PASSAGE SHOWN:

A Look Into The Royal Curse Queen Victoria Carried

Queen Victoria is known as the Grandmother of Europe. Most of the current European royals can trace their lineage back to her. Even Queen Elizabeth's husband, Prince Philip is related to Queen Victoria (his mother is Victoria's great-granddaughter, while his wife is her great-great-granddaughter). But this family interconnectedness comes at a great price. Queen Victoria carried with her a royal curse, one that she passed on to other royals. Unlike that episode of Doctor Who, where Queen Victoria passed on lycanthropy to her heirs, her royal curse is more of a medical nature: She was a carrier for hemophilia.

Hemophilia is a genetic disorder that prevents blood from clotting properly. Those with the disease often bleed excessively, leading to pain, and in some cases, death. Victoria herself did not manifest hemophilia, as it's typically passed through the mother to males in the family, explained English Monarchs. It's caused by a genetic mutation, and it's suspected Victoria carried a rarer form of hemophilia — hemophilia type B, or Factor IX deficiency. The mutation was in her X chromosome.

EXERCISE REQUIREMENTS:
**1)** In the passage on Queen Victoria's royal curse, copy everything from "Hemophilia is a" down to "her X chromosome.".
**2)** According to the passage on Queen Victoria's royal curse, why did Victoria herself not show hemophilia? Answer in one to three sentences.

DATASET EXCERPT:
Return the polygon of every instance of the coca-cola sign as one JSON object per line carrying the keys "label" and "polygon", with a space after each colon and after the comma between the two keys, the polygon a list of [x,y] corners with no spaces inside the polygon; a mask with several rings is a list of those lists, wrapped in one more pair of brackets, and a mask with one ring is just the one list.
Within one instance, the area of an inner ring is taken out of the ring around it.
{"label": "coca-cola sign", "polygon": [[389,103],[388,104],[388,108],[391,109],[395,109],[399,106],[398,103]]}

EXPECTED RESULTS:
**1)**
Hemophilia is a genetic disorder that prevents blood from clotting properly. Those with the disease often bleed excessively, leading to pain, and in some cases, death. Victoria herself did not manifest hemophilia, as it's typically passed through the mother to males in the family, explained English Monarchs. It's caused by a genetic mutation, and it's suspected Victoria carried a rarer form of hemophilia — hemophilia type B, or Factor IX deficiency. The mutation was in her X chromosome.

**2)** Victoria did not manifest hemophilia because the disorder is typically passed through the mother to males in the family. She was a carrier of it rather than someone who had the disease.